General background note: Published by the Institute for Supply Management (ISM), the new orders component of the purchasing managers survey is a particularly valuable indicator of economic activity. The index is a diffusion index, where a reading below 50.0 indicates contracting new orders. The index gradually has notched lower from its peak annual growth of 42.6% in April of 2004. As an SGS early warning indicator of a major economic shift, the new orders measure breached its fail-safe point in mid-2005, generating a signal of pending recession.
Service Sector Index. The service-sector ISM index does not have much meaning related to overall business activity, since new order activity at law firms, dentists, hospitals or fast-food restaurants has little obvious relationship to broad economic activity. That said, the overall November services sector index dropped to 54.1 from 55.8 in October. Both the services employment and prices paid components, however, have some meaning. The November employment component eased to 50.8 from 51.8 in October. The surging prices paid component is covered in the Inflation Indicators.
Help-Wanted Advertising Index (HWA) — As graphed and discussed in the Opening Comments, as well as noted in the December 28th Flash Update, the Conference Board’s seasonally-adjusted November help-wanted advertising index continued to plunge, dropping to 21 from a revised 22 (previously 23) in October, and from 24 in December. The index had hit a near-term peak of 34 in December 2006. The series is a leading indicator to the broad economy and to the monthly employment report.
The November reading was the lowest since the series was started at the end of President Harry Truman’s term in office. Part of the historical decline in recent years has been due to the loss of newspaper advertising to the Internet, but such impact has been relatively small over the last year. November’s reading was down 27.6% from the year before, indicative of a severe deepening in the ongoing recession,
The series does not include a measure of on-line advertising, and recent indices developed to measure Internet activity have serious definitional problems and still are too young to be meaningful indicators. That said, the Conference Board also reported that its on-line measure of help-wanted advertising also fell in November, down by 2.1% from October.
Housing Starts — The housing numbers generally show an ongoing and deepening recession. November’s seasonally-adjusted housing starts fell by 3.7% +/- 10% (95% confidence interval) for the month, after an increase of 4.2% (previously 3.0%) in October. November’s level was down 24.2% from the year before.

(Referring expression data)
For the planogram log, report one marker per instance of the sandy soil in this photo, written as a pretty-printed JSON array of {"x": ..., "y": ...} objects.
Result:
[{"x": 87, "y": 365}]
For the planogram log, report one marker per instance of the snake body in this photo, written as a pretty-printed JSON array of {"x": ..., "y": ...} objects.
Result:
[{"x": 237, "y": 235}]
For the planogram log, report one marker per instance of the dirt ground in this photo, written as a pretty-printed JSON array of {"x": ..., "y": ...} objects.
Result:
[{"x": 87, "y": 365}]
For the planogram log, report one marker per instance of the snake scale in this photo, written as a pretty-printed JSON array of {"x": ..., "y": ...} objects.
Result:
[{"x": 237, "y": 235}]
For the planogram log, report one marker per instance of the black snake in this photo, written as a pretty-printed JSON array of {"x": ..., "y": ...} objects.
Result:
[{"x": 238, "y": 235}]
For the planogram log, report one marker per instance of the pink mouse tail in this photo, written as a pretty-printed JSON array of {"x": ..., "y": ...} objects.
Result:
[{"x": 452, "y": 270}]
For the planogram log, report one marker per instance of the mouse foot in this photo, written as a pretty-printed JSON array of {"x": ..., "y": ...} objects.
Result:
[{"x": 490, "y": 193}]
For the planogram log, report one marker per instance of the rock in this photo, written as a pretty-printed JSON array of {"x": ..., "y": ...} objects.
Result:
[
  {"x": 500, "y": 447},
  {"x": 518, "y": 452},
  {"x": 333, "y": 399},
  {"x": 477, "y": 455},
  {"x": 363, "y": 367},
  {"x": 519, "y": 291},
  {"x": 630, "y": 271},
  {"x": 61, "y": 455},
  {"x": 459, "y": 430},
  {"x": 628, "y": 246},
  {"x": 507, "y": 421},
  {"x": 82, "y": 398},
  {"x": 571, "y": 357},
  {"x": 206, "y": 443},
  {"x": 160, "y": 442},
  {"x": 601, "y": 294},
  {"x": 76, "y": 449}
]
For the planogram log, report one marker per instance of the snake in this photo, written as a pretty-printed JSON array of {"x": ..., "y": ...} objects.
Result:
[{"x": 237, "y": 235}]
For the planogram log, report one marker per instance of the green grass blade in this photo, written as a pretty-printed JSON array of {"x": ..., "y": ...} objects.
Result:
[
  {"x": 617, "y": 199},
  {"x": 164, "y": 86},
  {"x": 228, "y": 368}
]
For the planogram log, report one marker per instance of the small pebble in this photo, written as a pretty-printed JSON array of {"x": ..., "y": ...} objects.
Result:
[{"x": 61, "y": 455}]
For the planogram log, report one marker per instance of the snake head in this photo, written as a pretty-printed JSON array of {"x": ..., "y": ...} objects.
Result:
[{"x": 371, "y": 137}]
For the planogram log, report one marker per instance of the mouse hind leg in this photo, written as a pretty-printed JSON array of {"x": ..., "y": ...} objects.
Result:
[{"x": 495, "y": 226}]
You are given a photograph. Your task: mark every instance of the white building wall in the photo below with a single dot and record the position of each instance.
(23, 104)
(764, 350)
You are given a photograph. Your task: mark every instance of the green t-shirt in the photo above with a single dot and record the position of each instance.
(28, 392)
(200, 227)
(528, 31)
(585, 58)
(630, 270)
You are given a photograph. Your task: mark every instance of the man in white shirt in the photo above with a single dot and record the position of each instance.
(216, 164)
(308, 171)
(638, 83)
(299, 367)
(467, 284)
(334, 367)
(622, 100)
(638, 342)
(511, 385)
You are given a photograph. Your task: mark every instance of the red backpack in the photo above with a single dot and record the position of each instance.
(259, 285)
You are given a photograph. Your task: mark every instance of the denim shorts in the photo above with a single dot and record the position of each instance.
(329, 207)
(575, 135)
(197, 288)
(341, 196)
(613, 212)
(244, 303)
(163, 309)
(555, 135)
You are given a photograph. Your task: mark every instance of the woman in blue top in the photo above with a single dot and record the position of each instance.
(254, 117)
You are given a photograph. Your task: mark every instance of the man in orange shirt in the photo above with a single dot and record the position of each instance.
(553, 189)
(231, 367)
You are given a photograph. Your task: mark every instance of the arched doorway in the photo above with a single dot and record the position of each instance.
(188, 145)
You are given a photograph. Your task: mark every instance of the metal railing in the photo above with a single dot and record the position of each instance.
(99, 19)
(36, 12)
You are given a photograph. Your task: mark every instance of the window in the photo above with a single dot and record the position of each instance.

TASK DIRECTIONS: Extend the economic indicators report, beginning right after its paragraph on housing starts.

EXPECTED ANSWER:
Confirming the housing industry problems, the November building permits were down 1.5% for the month, 24.6% year-to-year, while new home sales fell 9.0% (11.1% net of revisions) for the month and were down 34.4% for the year. November existing home sales gained 0.4% (0.6% net of revisions) for the month but fell 20.0% year-to-year.
Money Supply — Questions as to what is generating strong growth in the broad money supply are addressed in this month’s Opening Comments, along with a plot of M2, MZM and M3. Aside from shifts in cash from M2 accounts to M3 accounts, the Fed is not sterilizing massive amounts of dollars from outside the United States that still are flowing into U.S. Treasuries, with the direct Fed policy effect of liquefying the system.
As discussed in the December 15th Flash Update, the SGS-Ongoing M3 estimate of annual growth for November rose to 15.7% from 15.3% in October. The November growth rate was the highest since 16.1% in July 1971; the all-time high annual growth rate for the reported series was 16.4% in June 1971. Although early reporting (17 days) for the developing current December average suggests a possible slight slowing of annual growth for the month, the current pace of broad-money growth continues to have disturbing inflationary implications.

The bulk of the monthly increase in November’s SGS-Ongoing M3 continued to come from the Fed’s reported series on M2, large time deposits and institutional money funds. The pace of annual growth in November reflected a continued deceleration in the pace of increase. Keep in mind that the SGS numbers reflect year-to-year changes and may not necessarily mirror not-seasonally-adjusted week-to-week activity by the Fed.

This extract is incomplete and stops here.